Object pointing dataset rows
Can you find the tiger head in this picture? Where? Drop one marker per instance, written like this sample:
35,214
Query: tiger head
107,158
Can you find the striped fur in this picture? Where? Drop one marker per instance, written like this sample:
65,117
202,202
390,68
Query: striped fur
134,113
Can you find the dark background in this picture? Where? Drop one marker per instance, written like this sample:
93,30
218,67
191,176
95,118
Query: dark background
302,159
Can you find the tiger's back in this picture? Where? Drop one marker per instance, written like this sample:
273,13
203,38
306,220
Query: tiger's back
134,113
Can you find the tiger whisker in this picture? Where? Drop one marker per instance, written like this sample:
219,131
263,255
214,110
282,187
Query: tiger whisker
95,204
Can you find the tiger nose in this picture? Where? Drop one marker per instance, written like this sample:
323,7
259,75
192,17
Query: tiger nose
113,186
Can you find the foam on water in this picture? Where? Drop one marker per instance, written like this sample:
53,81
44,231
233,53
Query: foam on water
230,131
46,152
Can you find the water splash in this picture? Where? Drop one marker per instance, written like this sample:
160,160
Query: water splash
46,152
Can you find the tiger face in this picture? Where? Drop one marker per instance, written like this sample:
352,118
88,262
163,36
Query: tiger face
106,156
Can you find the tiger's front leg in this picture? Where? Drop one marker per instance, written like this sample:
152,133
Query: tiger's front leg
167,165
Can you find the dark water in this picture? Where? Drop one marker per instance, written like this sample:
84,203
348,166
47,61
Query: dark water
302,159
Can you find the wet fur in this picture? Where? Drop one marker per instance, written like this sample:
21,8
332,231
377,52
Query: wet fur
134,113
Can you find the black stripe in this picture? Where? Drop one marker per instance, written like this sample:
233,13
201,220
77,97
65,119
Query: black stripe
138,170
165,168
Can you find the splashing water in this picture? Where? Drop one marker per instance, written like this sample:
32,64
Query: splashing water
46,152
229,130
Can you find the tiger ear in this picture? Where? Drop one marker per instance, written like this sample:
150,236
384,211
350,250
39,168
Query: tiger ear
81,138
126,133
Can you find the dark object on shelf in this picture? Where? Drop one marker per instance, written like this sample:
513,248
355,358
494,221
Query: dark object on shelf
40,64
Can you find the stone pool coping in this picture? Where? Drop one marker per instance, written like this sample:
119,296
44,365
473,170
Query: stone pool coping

TASK TO CARRY OUT: Can you write out the stretch of the data from the line containing "Can you find the dark water" through the end of the data, requests included, raising every number in the answer coordinates by 116 and leaving the requests and their sample coordinates unchanged?

EXERCISE SOLUTION:
Can you find the dark water in this picture? Where? Drop one marker per instance, written like this sample:
84,203
348,166
47,61
Query: dark water
418,275
Can you find the wet fur in this picture? Where? Drop one marker per instance, written like this sample:
21,8
332,231
377,52
Query: wet fur
250,229
Can you find the black stripe in this picture? Where? Drop one marker per instance, written like this sample:
233,13
201,220
77,97
65,119
Query: black stripe
254,286
281,284
Can you find the splashing water in this picture? Where? Drop one marker per instance, written like this sample:
32,64
Query: splashing water
162,268
345,246
Can you find the tiger ear in this picture? Where? Drop one marker per instance, written like this sample:
150,236
384,211
350,250
39,168
Query: tiger ear
197,254
242,249
Can you find the dark object on shelf in this picture? Where? Drop one marker per instance, written like this sample:
513,248
355,358
494,221
Query: dark object on shelf
156,180
Can you find the stone pool coping in this picture? Where? Drop one marker per instance, written like this sample:
119,296
44,365
473,170
Query: stone pool coping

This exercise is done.